- WHAT YOU HAVE TO DO -
Find each line in the entries below that contains the word "metal" and copy those lines. Matches must have the same capitalization.

- SUPPLIED MATERIAL -
◆ ◆ ◆ ◆ ◆ ◆ ◆

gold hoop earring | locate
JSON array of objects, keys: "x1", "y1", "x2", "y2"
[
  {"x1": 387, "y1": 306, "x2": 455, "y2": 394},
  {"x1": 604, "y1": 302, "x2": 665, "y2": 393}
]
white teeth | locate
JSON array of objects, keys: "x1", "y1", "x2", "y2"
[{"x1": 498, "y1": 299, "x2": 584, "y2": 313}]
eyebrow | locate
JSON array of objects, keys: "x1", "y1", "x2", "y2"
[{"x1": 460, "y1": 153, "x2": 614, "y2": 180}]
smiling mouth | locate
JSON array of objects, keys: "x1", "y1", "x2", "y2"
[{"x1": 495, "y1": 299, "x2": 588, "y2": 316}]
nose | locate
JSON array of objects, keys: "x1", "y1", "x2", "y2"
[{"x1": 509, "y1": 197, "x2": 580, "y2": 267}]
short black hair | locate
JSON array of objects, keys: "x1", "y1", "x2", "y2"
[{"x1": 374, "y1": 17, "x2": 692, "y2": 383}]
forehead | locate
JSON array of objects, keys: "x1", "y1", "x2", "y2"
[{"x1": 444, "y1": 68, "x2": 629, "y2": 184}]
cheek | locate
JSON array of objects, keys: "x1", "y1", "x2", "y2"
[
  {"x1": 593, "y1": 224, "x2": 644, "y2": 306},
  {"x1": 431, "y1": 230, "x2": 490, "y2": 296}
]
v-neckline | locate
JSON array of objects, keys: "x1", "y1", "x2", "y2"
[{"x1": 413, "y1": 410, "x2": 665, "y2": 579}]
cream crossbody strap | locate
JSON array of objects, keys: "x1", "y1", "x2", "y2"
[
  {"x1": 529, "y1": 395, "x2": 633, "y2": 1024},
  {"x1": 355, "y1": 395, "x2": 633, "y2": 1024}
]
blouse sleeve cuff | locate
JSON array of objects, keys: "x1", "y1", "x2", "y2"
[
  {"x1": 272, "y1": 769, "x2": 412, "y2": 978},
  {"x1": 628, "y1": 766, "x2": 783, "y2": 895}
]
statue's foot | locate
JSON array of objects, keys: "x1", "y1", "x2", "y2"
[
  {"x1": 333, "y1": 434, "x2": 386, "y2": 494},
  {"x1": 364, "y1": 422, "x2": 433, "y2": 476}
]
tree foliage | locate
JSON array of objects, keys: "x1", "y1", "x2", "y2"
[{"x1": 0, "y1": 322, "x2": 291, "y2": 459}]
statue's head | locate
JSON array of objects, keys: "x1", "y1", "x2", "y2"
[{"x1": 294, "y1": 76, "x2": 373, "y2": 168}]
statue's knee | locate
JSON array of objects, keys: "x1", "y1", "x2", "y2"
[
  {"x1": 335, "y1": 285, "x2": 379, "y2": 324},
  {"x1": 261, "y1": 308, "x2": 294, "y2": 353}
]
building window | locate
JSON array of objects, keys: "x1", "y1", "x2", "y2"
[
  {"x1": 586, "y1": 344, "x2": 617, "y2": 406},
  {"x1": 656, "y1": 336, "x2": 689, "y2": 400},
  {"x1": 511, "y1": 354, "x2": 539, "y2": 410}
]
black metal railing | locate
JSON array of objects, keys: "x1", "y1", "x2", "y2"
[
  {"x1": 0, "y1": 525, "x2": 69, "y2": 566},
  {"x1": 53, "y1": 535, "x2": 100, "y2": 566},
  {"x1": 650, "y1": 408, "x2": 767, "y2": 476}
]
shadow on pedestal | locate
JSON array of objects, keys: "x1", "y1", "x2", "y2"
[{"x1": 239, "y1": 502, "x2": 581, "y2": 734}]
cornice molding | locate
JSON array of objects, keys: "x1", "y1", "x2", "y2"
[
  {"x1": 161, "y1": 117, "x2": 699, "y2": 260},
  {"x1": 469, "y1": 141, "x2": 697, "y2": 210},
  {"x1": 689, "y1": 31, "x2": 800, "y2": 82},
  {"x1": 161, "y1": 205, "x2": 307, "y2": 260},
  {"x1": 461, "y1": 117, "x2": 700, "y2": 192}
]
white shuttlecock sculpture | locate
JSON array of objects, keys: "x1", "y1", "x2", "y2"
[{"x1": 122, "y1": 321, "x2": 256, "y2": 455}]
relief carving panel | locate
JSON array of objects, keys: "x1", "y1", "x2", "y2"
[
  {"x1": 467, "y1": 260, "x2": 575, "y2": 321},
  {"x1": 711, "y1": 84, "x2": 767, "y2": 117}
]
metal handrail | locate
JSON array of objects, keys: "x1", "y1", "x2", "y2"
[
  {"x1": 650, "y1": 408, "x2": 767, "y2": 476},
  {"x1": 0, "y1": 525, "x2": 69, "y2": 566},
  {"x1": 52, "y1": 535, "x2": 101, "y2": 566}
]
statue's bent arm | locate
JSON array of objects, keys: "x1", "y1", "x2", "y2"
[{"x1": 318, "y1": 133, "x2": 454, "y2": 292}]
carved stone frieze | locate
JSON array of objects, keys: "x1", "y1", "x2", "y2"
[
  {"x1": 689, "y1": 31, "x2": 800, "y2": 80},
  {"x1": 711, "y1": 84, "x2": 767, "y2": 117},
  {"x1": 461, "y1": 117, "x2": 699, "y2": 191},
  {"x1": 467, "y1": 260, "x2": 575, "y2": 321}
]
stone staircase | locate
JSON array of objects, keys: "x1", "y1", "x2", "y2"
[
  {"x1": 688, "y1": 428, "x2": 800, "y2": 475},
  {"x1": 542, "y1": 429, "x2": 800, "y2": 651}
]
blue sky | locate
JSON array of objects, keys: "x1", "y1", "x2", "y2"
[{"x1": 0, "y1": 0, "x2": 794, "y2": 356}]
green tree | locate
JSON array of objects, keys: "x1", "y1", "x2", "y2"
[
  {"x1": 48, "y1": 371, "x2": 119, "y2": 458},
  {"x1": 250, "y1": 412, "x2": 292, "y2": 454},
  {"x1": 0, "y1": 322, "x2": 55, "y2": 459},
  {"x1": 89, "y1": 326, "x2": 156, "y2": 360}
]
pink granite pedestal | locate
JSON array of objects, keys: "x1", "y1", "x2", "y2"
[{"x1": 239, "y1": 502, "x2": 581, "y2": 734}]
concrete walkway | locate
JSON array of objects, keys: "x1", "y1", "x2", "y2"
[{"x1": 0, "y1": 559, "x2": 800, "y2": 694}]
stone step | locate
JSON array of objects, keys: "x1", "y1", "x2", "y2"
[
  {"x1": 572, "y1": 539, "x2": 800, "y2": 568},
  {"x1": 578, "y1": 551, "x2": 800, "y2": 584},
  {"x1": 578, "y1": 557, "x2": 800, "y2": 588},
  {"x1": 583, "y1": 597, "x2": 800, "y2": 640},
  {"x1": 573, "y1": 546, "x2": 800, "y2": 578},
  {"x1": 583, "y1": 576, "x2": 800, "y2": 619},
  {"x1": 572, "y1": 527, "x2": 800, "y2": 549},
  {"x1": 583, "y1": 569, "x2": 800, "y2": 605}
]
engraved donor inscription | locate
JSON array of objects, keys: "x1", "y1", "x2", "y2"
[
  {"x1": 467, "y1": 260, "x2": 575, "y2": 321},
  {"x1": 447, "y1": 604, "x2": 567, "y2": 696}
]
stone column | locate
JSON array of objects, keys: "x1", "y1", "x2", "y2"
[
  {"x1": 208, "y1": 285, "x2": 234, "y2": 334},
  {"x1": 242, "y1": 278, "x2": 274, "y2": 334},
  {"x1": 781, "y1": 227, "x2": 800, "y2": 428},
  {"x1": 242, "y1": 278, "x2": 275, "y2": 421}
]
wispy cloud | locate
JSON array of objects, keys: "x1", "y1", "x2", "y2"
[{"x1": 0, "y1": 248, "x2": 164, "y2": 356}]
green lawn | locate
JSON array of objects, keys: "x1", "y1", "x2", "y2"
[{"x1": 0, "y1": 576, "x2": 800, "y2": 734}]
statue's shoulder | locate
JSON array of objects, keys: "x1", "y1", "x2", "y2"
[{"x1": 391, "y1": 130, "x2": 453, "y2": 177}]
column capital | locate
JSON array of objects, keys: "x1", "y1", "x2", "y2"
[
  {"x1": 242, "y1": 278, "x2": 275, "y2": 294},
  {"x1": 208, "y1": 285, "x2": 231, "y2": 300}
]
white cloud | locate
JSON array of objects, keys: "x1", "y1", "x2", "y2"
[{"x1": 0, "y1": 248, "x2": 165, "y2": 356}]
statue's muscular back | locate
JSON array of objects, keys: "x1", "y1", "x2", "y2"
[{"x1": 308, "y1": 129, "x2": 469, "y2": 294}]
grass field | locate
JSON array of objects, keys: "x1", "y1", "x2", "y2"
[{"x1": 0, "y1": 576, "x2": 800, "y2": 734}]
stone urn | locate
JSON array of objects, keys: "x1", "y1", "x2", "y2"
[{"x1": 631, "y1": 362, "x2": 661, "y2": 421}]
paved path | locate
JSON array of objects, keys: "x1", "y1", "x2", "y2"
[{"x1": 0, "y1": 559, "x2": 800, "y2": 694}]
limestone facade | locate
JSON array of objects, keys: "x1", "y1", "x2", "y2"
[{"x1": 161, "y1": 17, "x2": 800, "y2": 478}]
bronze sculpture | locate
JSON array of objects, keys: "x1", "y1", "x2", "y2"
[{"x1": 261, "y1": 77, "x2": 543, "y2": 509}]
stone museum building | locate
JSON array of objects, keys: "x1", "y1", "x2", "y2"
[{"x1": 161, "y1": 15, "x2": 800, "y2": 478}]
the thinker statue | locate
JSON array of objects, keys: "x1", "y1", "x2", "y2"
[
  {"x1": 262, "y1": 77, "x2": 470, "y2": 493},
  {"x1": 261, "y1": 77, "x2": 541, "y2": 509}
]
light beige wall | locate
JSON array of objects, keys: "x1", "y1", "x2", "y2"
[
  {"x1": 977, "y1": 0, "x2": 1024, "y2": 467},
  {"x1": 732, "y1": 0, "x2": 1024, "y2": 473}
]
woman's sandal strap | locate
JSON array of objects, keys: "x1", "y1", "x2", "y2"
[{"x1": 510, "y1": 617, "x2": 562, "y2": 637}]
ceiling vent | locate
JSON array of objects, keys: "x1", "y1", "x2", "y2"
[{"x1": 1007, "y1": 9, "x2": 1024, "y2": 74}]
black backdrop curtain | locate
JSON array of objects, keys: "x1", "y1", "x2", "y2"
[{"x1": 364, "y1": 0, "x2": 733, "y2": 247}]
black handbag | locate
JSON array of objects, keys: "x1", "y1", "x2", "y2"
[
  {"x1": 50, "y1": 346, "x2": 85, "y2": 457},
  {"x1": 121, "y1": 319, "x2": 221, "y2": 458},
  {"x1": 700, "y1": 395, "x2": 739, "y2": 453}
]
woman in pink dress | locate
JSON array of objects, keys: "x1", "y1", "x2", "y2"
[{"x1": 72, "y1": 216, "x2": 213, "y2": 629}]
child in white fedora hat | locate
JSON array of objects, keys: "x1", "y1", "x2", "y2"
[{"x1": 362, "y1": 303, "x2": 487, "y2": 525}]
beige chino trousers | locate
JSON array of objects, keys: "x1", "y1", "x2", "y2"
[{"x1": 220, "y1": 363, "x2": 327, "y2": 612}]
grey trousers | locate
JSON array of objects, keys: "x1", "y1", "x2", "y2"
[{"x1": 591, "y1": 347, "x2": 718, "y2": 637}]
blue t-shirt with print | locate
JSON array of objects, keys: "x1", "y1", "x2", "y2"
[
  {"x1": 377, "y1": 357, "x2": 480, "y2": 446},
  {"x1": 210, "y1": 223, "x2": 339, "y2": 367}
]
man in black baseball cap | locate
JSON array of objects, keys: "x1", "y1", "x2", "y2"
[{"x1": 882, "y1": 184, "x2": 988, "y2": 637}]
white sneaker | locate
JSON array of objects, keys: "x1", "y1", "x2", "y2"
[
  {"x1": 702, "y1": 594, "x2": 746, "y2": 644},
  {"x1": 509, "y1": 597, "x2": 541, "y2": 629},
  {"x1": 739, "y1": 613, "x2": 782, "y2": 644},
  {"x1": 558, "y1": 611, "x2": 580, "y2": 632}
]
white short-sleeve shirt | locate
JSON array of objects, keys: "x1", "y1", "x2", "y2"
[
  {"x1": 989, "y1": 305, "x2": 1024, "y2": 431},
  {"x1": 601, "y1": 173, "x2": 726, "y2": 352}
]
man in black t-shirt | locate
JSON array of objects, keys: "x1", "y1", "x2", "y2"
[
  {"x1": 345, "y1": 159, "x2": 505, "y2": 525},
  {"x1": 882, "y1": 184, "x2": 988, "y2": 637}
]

◆ ◆ ◆ ◆ ◆ ◆ ◆

- RESPONSE -
black metal railing | locate
metal handrail | locate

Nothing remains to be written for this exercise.